◆ TASK DIRECTIONS: Write out the material below line for line, with no changes.

◆ INFORMATION SHOWN:
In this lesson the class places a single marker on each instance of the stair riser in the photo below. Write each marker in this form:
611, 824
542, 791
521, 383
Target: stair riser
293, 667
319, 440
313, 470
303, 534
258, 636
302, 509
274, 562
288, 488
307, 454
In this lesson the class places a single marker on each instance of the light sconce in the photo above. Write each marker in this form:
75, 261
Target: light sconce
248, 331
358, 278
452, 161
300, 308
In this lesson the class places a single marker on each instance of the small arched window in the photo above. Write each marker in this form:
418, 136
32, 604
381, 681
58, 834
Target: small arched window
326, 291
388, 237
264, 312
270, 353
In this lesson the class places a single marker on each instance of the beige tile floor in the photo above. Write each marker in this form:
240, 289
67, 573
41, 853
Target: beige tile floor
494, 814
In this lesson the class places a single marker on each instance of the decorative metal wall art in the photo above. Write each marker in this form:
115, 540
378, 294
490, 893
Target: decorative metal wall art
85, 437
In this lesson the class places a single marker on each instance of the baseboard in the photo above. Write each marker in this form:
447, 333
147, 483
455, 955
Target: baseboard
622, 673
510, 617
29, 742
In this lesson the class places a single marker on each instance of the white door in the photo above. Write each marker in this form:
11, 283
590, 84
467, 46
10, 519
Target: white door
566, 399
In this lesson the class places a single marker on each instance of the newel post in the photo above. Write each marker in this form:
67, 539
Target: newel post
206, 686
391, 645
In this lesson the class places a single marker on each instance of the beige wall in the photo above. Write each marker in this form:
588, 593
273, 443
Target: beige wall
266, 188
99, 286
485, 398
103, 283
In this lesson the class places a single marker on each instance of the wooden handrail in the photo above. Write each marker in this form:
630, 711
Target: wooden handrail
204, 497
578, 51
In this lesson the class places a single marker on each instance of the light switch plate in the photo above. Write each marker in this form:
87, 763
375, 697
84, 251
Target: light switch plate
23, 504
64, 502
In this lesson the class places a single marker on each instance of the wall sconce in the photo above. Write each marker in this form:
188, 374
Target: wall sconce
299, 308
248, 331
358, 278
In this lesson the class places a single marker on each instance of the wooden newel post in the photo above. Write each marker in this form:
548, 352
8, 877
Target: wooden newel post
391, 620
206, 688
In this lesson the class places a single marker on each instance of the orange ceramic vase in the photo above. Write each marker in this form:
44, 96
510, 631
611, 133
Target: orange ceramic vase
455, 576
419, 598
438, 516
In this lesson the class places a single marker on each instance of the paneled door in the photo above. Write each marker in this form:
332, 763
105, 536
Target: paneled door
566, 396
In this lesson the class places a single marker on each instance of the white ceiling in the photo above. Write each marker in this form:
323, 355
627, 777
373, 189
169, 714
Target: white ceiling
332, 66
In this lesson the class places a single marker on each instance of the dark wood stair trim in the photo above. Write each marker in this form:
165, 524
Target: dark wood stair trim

◆ ANSWER IN FULL:
In this lesson the class places a single marker on each instance of the stair riser in the photo below. Write each marker in this form:
611, 824
542, 791
521, 383
Target: stair riser
293, 667
319, 440
313, 470
303, 534
258, 636
302, 509
274, 562
288, 488
307, 454
In this lesson the class places a single marker on each instance of the light sconce in the photo above. Write each marker in this form:
75, 261
Target: light sconce
248, 331
358, 278
452, 161
300, 308
In this lesson the class places a single marker on each instance of the small arched window in the photo above. Write each marker in this form:
418, 136
32, 604
381, 681
58, 834
Target: small arched window
326, 291
388, 237
264, 312
270, 353
In this lesson the class places a single marker on each instance of the beige tile floor in the photo above. Write each marker in this form:
240, 289
67, 573
41, 853
Target: beige tile floor
494, 814
In this lesson the class places a single marker on each instance of the decorative metal wall art in the photo above. Write each marker in this form:
115, 540
378, 294
490, 893
Target: decorative metal wall art
85, 437
In this lesson the class places a single marker on each instance of the baseboard in the photo above. Write each marker in this form:
447, 333
147, 483
455, 955
Target: baseboard
622, 673
510, 617
29, 742
In this lesson the class places a single marker on each instance of the white door in the photo above. Write each marker in this form:
11, 283
590, 84
467, 46
10, 519
Target: white door
566, 399
In this lesson the class places a single marker on each instance of the newel post in the photo above. Write each marker in this form:
67, 539
Target: newel post
206, 686
391, 645
In this lesson the class places a single marker on each instance of the beige wall in the photo above. Write each marker in this form:
588, 593
273, 443
Target: beige wall
266, 188
99, 286
485, 398
103, 283
In this lesson the class places a single marker on each instance of the wooden handrail in the photo above. Write each marker in this form:
630, 711
Target: wooden handrail
204, 497
578, 51
In this lesson the class places a single marker on each instance of the light switch plate in the photo above. Write each marker in this form:
87, 763
375, 697
84, 251
Target: light switch plate
23, 504
64, 502
In this lesson the class places a single marker on each instance of the wall sconce in the photo above. Write each marker in this form:
188, 374
Target: wall sconce
299, 308
248, 331
358, 278
In this lesson the class places a single marker on each instance of the wooden newel post in the photo above. Write each marker in this form:
548, 352
8, 877
Target: wooden newel post
391, 620
206, 688
In this lesson the class places a single marker on each instance of the orange ceramic vase in the photo above. Write each marker in this form:
44, 96
510, 631
611, 133
Target: orange ceramic vase
455, 576
419, 598
438, 516
In this lesson the class places a single marker on each instance of the paneled door in the photo above. Write each marker in this form:
332, 763
105, 536
Target: paneled door
566, 396
In this lesson the class places a single marker on each instance of the white ceiling in the photo above. Write each marker in this form:
323, 355
627, 777
373, 189
169, 714
Target: white ceiling
332, 66
In this lesson the class places a single marker on each instance of the dark wood stair trim in the photo above. Write each marker in this form:
165, 524
Target: dark wood stair trim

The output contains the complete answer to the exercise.